Set tasks -
**A)** Copy the passage of the blog post below, from "Well presumably that’s" up to and including "should be QE’d!!!", word for word.
**B)** List every person the blog post below names.

Extracted text -
The next point in the letter is thus.

“Second, rising inequality, fuelled to a significant extent by monetary policy, has contributed to a crisis of trust in our institutions. The next governor must be open and honest about the trade-offs the Bank is forced to make, and take a critical view of how its policies impact on wider society.”

Well presumably that’s a reference to the fact that QE has boosted asset prices, which in turn has obviously benefited “asset owners” i.e. the well-off. But there is a problem there, which is that it can well be argued that the entire government  debt should be QE’d!!!
 

To be more exact, Milton Friedman and the two co-founders of MMT (Warren Mosler and Bill Mitchell) have argued for a “zero government borrowing” regime. Obviously an initial effect of that is to boost asset prices, but that effect can always be nullified by extra tax on the well-off and/or more social security and similar for the less well-off.

Indeed, that’s a nice example of so called “Pareto efficiency” (an idea thought up by the Italian economist Vilfredo Pareto). Basically a policy is Pareto efficient if it increases GDP (or output per hour), and nothing else matters. In particular, if one group of people are made worse off by a policy, that doesn’t matter, because tax  and or the social security system can be used to ensure that that group is not adversely affected.

At least that’s my definition of Pareto efficiency. If you want to be sure you have a grasp of the idea, obviously you’d be advised to look at a few dictionaries of economics and text books.


Bank lending.

The letter’s third point is thus.

“Third, the UK economy is increasingly unbalanced and skewed towards asset price inflation. Banks pour money into bidding up the value of pre-existing assets, with only £1 in every £10 they lend supporting non-financial firms. The next governor must seriously consider introducing measures to guide credit away from speculation towards productive activities.”

Well the claim that “Banks pour money into bidding up the value of pre-existing assets..” is presumably a reference to the fact that a large proportion  of bank lending goes to mortgages applied for by people who are buying EXISTING houses rather than NEW houses.

Well my answer to that is: “What else are banks supposed to do?”

Firstly it is perfectly reasonable for a bank to demand security or “collateral” when granting a loan. Or do you seriously want the bank which holds your money to lend to drunks lying in the gutter who have no assets? If so, you’re asking for your money to be flushed down the drain pretty quickly.

To be more realistic, do you really want your bank to engage in so called “NINJA” mortgages? NINJA stands for “No Income, No Job or Assets”. It was exactly the latter sort of lending that helped give us the 2007/8 bank crisis.

Second, as you may or may not have noticed, houses normally last a hundred years or more. That inevitably means that a large majority of those buying a home, buy an EXISTING house, rather than one that has just been built.



Financial markets.

The final sentence of the letter reads, "We need a governor genuinely committed to serving the whole of society, not just financial markets". Well actually one of the main decisions taken by central banks every month is deciding whether to implement more (or less) stimulus in the form of interest rate adjustments, QE or whatever. And the purpose of that is always to minimise unemployment without exacerbating inflation too much.


Well now minimising unemployment is very much a form of "serving the whole of society, not just financial markets" isn't it?

1 comment:

  1. I think the issue here is that QE as it is currently used was a waste of time,looking at its outcomes. It has mainly benefitted the already rich. That politicians have not thought to counter the inquality this has caused completes the mistake. Politicians by and large have no idea that this even happened so why would they seek to redress it via taxation?. If they had even realised what had happened they might have asked "can that new QE money not be used to better ends?". Of course the ususal answer to this is that this has always been the way these things are sorted out and to do otherwise may cause inflation. But, in answer to that, I doubt that would have abeen a real worry when QE came into being in 2009, when the Boe was actually trying to create a bit of inflation.

Information shown -
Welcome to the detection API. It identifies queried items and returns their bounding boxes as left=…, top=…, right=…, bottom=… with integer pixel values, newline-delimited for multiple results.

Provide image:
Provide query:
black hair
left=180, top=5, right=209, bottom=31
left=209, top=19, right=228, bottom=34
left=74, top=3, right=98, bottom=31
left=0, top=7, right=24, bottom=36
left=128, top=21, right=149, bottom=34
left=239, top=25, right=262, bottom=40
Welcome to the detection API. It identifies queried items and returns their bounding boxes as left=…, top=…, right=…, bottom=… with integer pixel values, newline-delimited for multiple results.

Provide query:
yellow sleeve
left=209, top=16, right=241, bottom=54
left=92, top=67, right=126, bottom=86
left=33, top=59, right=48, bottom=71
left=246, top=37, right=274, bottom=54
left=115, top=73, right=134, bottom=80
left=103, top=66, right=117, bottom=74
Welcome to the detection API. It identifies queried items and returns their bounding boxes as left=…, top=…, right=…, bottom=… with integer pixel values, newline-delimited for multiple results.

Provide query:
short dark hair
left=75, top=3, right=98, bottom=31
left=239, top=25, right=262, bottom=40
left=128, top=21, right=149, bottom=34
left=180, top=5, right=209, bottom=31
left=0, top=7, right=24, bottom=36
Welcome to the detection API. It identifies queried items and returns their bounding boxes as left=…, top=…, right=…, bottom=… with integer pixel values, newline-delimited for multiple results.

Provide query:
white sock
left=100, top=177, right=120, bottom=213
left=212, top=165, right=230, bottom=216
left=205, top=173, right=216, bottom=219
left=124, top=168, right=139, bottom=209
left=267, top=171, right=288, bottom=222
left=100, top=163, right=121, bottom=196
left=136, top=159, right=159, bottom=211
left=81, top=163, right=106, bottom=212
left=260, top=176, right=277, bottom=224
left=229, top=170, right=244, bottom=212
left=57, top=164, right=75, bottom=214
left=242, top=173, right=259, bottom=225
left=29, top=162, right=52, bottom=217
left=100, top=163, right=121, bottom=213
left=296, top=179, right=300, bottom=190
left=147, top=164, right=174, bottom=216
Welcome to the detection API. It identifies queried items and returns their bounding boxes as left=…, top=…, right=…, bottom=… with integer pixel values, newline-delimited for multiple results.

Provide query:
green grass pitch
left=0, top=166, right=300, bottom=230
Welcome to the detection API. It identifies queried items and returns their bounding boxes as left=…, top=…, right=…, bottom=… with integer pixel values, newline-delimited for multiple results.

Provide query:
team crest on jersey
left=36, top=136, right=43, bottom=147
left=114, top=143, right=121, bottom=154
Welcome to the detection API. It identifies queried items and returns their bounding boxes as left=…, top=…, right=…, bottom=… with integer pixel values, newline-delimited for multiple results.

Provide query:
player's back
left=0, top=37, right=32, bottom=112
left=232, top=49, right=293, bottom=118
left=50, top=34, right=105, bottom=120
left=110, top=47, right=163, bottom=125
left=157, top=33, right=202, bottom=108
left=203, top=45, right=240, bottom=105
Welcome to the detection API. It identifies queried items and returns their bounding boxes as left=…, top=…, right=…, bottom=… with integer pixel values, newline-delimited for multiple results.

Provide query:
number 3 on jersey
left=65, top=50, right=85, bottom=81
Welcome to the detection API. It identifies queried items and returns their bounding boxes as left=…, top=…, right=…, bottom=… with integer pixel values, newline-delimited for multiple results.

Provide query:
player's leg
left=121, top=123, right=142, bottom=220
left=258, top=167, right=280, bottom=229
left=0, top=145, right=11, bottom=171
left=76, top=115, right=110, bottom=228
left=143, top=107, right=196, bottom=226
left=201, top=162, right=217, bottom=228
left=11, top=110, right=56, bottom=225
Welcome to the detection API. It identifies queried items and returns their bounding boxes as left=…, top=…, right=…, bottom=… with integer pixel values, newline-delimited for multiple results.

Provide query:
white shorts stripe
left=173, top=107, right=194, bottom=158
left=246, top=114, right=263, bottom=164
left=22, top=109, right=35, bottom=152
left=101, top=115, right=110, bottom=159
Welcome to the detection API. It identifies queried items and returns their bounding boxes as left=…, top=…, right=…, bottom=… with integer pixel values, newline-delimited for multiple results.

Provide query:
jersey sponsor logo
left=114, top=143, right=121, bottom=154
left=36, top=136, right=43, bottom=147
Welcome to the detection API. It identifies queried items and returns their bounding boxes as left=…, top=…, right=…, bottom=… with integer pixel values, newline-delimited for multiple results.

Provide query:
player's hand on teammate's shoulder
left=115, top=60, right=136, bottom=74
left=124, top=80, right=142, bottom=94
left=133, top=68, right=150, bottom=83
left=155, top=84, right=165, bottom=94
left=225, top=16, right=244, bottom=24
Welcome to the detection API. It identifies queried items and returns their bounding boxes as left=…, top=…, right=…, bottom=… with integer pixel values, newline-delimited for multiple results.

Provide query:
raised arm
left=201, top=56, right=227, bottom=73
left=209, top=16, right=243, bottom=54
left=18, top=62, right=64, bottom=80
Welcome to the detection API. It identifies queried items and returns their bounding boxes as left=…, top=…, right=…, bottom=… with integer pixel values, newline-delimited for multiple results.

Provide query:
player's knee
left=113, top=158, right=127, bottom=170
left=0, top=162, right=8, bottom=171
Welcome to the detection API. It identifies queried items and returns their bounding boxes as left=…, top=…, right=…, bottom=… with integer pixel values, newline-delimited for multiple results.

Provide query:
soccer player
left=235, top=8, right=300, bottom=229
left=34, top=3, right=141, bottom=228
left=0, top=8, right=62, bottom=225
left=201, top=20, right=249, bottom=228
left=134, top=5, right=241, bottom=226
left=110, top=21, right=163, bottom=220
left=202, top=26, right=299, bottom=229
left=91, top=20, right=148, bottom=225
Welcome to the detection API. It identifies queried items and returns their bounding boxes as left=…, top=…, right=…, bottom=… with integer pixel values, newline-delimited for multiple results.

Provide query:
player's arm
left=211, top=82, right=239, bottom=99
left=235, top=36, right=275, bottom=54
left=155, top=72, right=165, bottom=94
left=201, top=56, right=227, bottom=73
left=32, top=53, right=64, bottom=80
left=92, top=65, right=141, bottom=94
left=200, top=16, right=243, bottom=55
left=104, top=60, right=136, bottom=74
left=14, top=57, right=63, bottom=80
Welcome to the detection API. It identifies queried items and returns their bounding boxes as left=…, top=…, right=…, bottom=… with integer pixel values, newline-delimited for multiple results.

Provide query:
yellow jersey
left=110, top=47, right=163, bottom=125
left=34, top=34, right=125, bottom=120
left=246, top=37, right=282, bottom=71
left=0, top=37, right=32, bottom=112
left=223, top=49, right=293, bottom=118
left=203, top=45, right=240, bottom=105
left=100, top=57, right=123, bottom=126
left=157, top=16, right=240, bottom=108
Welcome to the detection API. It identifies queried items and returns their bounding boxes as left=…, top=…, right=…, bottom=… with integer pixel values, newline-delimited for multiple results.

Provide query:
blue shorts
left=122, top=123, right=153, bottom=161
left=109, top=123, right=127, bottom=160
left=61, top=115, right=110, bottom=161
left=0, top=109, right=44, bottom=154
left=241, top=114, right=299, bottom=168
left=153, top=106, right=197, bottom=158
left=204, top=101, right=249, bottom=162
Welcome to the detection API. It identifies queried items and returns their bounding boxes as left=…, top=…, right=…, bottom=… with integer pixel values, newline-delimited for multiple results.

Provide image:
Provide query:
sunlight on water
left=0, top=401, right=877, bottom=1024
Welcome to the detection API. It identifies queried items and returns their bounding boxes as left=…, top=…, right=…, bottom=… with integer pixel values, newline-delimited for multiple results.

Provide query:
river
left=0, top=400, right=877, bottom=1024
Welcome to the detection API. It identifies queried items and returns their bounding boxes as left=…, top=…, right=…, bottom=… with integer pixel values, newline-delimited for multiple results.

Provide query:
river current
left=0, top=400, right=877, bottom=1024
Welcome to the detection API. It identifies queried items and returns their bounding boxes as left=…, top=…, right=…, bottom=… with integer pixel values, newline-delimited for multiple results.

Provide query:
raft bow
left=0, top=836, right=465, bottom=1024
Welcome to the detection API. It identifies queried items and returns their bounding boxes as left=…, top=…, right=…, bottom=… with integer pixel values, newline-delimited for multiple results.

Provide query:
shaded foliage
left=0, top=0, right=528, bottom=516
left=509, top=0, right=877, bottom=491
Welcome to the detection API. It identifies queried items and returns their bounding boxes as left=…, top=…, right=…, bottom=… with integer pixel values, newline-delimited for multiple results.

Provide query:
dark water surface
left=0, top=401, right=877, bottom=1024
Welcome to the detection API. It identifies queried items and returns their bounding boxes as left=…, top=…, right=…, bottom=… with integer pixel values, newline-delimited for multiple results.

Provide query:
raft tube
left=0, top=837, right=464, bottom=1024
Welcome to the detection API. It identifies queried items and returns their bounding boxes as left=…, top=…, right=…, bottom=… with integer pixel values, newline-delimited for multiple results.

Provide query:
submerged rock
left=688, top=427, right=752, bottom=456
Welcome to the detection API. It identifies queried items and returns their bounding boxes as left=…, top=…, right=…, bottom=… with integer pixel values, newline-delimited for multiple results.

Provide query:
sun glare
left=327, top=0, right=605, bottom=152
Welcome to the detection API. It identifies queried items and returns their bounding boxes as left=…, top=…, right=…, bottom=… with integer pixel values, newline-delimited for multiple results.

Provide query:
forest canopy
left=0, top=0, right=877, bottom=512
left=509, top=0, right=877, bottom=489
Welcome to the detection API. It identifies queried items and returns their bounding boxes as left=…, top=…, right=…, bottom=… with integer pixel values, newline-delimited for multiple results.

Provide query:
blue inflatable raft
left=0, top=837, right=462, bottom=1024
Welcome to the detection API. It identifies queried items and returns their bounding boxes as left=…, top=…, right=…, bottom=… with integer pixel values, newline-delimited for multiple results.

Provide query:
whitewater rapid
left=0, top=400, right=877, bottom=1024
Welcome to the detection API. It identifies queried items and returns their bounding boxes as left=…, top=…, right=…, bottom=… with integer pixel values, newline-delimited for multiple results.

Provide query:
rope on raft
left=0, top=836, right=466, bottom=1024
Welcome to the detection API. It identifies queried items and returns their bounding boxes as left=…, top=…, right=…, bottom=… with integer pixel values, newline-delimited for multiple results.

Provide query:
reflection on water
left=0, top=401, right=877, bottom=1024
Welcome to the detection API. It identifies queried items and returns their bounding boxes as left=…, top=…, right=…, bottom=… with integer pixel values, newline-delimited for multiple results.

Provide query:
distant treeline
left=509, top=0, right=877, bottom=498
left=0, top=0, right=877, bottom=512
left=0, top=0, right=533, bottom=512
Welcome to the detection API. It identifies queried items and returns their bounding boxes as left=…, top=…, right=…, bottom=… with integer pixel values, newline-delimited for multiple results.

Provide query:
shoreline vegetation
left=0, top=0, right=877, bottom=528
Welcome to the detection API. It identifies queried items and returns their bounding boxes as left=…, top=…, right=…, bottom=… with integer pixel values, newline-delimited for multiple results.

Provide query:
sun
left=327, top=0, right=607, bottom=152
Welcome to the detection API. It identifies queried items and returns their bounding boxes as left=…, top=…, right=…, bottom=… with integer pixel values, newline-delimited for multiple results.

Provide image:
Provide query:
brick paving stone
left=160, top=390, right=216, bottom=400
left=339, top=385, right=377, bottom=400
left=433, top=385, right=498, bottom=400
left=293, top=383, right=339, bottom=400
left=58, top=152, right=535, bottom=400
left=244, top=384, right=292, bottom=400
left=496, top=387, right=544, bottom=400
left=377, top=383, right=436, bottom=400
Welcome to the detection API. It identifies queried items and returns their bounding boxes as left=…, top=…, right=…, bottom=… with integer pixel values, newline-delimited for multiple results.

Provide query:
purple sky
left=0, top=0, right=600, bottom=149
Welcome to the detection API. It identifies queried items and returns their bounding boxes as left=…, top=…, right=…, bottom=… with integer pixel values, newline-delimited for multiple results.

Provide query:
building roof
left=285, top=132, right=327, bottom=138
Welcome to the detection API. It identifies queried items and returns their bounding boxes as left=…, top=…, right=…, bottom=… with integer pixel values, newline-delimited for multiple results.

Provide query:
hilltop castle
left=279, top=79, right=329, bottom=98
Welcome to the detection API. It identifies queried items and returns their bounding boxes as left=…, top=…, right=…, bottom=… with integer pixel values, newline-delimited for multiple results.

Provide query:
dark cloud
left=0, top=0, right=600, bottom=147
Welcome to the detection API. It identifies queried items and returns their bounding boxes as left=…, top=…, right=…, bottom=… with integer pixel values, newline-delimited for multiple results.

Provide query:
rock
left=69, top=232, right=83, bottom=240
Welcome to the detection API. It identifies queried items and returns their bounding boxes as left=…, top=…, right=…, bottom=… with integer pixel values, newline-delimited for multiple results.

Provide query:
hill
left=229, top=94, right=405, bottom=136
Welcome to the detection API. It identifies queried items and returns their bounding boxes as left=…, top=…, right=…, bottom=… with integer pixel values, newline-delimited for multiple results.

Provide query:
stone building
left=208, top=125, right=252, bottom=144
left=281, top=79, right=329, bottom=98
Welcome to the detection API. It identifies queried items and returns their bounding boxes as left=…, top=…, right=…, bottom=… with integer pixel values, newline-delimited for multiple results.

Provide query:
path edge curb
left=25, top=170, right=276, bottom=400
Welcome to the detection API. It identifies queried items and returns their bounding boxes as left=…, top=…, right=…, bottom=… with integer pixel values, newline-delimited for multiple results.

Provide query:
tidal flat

Solutions by task -
**A)**
Well presumably that’s a reference to the fact that QE has boosted asset prices, which in turn has obviously benefited “asset owners” i.e. the well-off. But there is a problem there, which is that it can well be argued that the entire government  debt should be QE’d!!!

**B)**
Milton Friedman
Warren Mosler
Bill Mitchell
Vilfredo Pareto